-- TASK PROMPT --
Type every record exactly as it appears.

-- SOURCE DATA --
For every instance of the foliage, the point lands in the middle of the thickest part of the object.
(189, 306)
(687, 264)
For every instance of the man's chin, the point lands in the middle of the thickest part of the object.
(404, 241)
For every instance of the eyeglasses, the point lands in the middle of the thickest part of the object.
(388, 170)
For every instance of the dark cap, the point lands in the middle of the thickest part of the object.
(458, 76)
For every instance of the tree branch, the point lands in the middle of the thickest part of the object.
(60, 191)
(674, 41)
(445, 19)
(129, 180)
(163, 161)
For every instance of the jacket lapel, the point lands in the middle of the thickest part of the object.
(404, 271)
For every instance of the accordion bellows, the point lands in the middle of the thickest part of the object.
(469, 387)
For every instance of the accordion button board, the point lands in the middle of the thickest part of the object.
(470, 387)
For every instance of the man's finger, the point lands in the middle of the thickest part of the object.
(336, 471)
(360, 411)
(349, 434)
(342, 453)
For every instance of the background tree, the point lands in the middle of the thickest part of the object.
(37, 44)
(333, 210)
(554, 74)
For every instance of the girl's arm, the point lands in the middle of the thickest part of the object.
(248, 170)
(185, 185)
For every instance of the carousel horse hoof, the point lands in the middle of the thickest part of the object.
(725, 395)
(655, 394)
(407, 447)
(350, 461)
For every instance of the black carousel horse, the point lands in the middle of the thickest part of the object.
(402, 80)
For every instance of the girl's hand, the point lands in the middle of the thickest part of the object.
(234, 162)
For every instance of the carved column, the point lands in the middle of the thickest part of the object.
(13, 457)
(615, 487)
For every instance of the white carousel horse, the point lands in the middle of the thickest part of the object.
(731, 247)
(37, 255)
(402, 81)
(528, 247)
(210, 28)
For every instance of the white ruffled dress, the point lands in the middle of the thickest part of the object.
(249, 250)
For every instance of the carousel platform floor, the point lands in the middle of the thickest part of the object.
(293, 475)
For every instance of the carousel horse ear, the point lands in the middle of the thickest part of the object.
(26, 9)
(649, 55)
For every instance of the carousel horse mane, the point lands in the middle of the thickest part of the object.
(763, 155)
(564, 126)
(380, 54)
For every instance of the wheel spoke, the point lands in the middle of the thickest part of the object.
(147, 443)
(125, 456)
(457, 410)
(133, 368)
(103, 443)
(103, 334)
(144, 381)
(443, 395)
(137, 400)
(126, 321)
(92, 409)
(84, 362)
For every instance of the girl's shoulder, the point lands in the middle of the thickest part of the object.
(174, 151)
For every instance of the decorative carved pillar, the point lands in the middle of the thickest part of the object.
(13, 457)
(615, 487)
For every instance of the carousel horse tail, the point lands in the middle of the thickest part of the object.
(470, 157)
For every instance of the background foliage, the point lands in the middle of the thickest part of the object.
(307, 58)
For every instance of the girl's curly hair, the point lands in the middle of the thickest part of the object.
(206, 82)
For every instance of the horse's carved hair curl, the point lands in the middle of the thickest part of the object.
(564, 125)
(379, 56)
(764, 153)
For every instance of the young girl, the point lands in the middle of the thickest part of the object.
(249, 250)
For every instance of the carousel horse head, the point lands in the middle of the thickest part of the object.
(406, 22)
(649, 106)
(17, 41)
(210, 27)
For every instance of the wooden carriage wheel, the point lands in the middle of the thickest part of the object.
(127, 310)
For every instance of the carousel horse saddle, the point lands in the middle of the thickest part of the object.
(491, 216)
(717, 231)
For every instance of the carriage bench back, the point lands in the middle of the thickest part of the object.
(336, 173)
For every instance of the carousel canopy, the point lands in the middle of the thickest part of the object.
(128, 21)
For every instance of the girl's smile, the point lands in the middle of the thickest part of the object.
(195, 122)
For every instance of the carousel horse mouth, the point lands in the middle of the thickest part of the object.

-- FULL SOLUTION --
For every instance of the foliage, the point lands in the middle of the thickest part of the object.
(189, 306)
(687, 264)
For every instance of the man's chin, the point lands in the middle of the thickest part of the object.
(404, 241)
For every instance of the eyeglasses, the point lands in the middle of the thickest part of the object.
(388, 170)
For every instance of the dark cap, the point lands in the middle of the thickest part of the object.
(458, 76)
For every instance of the tree branch, the point lands in the middle of the thickest part of the object.
(60, 191)
(674, 41)
(445, 19)
(129, 180)
(163, 161)
For every instance of the jacket lapel, the point lands in the middle of the thickest part of the object.
(404, 271)
For every instance of the accordion bellows, the point lands in the middle of the thickest part of the object.
(469, 387)
For every instance of the accordion button board, the point lands in the middle of the thickest part of the object.
(470, 387)
For every instance of the man's finger, the point lands in the middle of the thickest part of the object.
(336, 471)
(360, 411)
(349, 434)
(342, 453)
For every instance of the background tree, the point lands in the middle of the thickest part of the object.
(37, 44)
(333, 210)
(554, 74)
For every instance of the girl's arm, the point lands in the middle of the thickest part of the object.
(248, 170)
(185, 185)
For every instance of the carousel horse hoof, the point lands in the middle of the thickest part of the object.
(725, 395)
(655, 394)
(407, 447)
(350, 461)
For every instance of the black carousel horse, the point lands in the middle of the thickest part of the object.
(402, 80)
For every instance of the girl's hand, the point lands in the middle of the thickest part of the object.
(234, 162)
For every instance of the carved column, the point lands in the middle of the thickest part of the object.
(13, 457)
(615, 487)
For every instance of the white carousel horse, the point lands in the middle of the thickest part of the object.
(731, 247)
(37, 255)
(402, 81)
(528, 247)
(210, 28)
For every instance of the white ruffled dress, the point lands in the middle of the thickest part of the object.
(249, 250)
For every instance of the carousel platform floor, the point lands in the middle of the thickest part of the object.
(293, 475)
For every instance of the carousel horse ear, the point lands in the middle of the thickest part of the object.
(26, 9)
(649, 55)
For every instance of the carousel horse mane, the point lands in the middle of the thickest part of the object.
(763, 155)
(564, 126)
(380, 54)
For every instance of the wheel spoke, the point lands in the middle of the thickest part of the object.
(147, 443)
(125, 456)
(457, 410)
(133, 368)
(103, 443)
(103, 334)
(144, 381)
(443, 395)
(137, 400)
(126, 321)
(92, 409)
(84, 362)
For every instance of the girl's shoulder, the point lands in the middle of the thickest part of the object.
(174, 151)
For every instance of the decorative carved pillar, the point lands in the middle of the thickest part of the object.
(13, 457)
(615, 487)
For every instance of the carousel horse tail, the point lands in the middle of the thickest part of the object.
(470, 157)
For every instance of the background foliage, the point lands in the middle of the thickest part of the object.
(307, 58)
For every instance of the girl's curly hair, the point lands in the middle of the thickest part of the object.
(206, 82)
For every instance of the horse's carved hair curl, the point lands in the middle of the thickest part of the object.
(564, 125)
(379, 56)
(764, 153)
For every instance of the young girl, the point lands in the middle of the thickest part of the object.
(249, 250)
For every instance of the carousel horse head, the point lands in the middle of the thickest part of the object.
(406, 22)
(649, 106)
(17, 41)
(210, 27)
For every instance of the wooden carriage wheel, the point lands in the middle of the thickest part of the object.
(127, 310)
For every instance of the carousel horse saddle, the point lands in the middle of the thickest part of the object.
(491, 216)
(717, 231)
For every instance of the carriage bench back, the point lands in the middle of the thickest part of the object.
(336, 173)
For every instance of the carousel canopy, the point lands in the middle of the thickest part of the object.
(128, 21)
For every instance of the girl's smile, the point lands in the middle of the thickest part of the object.
(195, 122)
For every instance of the carousel horse mouth, the point lands in the middle of the thickest part of the object.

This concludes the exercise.